** Begin **
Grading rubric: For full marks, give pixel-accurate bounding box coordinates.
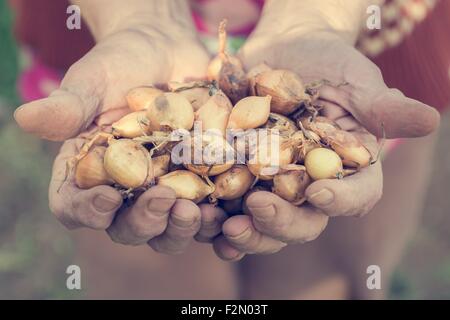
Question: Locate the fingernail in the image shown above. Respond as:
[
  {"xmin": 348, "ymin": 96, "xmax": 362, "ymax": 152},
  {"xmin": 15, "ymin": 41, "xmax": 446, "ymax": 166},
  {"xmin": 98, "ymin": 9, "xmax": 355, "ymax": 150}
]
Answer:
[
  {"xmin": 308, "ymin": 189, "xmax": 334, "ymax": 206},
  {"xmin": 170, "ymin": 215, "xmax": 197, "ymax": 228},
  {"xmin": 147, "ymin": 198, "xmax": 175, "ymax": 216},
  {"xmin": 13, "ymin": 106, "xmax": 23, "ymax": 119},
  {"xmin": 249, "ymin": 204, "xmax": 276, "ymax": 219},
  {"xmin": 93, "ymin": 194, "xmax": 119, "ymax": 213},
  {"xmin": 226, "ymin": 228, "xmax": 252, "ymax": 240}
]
** End **
** Begin **
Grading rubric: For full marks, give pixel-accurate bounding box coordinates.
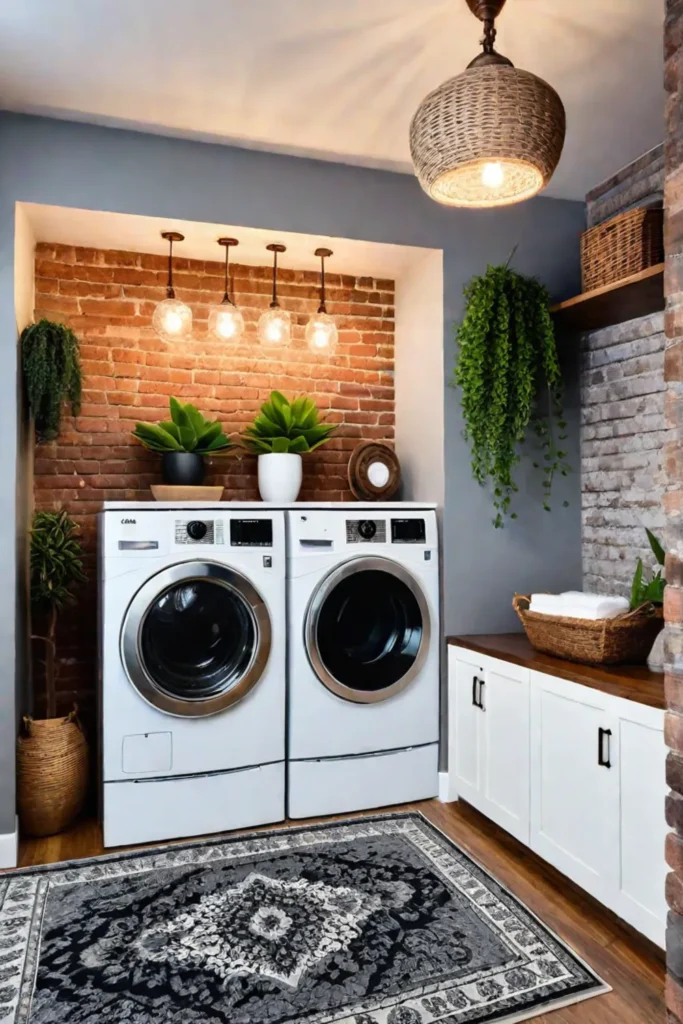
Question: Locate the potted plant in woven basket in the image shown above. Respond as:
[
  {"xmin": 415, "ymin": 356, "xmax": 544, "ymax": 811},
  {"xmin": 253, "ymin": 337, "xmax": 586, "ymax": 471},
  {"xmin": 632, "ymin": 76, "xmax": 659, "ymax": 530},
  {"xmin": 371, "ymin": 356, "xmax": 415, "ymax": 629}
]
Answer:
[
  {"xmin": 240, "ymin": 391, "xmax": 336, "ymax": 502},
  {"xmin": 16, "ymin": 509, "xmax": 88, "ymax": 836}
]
** End **
** Begin **
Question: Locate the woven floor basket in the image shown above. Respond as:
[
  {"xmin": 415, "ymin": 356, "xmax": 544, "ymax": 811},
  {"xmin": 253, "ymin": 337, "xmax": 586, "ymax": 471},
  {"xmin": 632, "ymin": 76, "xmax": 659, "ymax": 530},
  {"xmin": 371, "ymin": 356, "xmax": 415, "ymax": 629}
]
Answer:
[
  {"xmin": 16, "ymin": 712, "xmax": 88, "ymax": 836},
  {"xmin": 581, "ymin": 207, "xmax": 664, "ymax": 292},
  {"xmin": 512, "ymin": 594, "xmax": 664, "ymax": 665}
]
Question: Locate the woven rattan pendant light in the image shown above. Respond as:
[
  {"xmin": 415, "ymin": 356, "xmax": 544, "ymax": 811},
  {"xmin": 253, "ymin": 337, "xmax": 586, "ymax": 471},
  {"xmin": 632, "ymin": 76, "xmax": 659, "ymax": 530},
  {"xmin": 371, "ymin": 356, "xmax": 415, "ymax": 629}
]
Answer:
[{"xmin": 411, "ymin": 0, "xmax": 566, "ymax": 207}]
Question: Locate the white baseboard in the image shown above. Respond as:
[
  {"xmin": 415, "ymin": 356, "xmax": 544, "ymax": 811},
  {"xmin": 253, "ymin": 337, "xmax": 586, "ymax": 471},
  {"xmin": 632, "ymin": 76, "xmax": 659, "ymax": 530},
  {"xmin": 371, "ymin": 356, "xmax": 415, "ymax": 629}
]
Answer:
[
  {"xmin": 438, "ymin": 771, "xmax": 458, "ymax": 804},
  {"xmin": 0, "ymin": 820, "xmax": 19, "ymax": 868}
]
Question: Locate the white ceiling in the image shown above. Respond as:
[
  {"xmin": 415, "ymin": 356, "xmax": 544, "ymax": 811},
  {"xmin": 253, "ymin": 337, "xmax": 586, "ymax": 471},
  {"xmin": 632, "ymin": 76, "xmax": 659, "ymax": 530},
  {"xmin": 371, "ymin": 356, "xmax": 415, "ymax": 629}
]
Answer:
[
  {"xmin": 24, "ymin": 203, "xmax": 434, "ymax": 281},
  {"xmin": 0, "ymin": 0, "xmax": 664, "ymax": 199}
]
** End **
■ To be done:
Count the lines in the records above that contain the string "Question". Case counts. Give only the number.

■ Response for this exercise:
6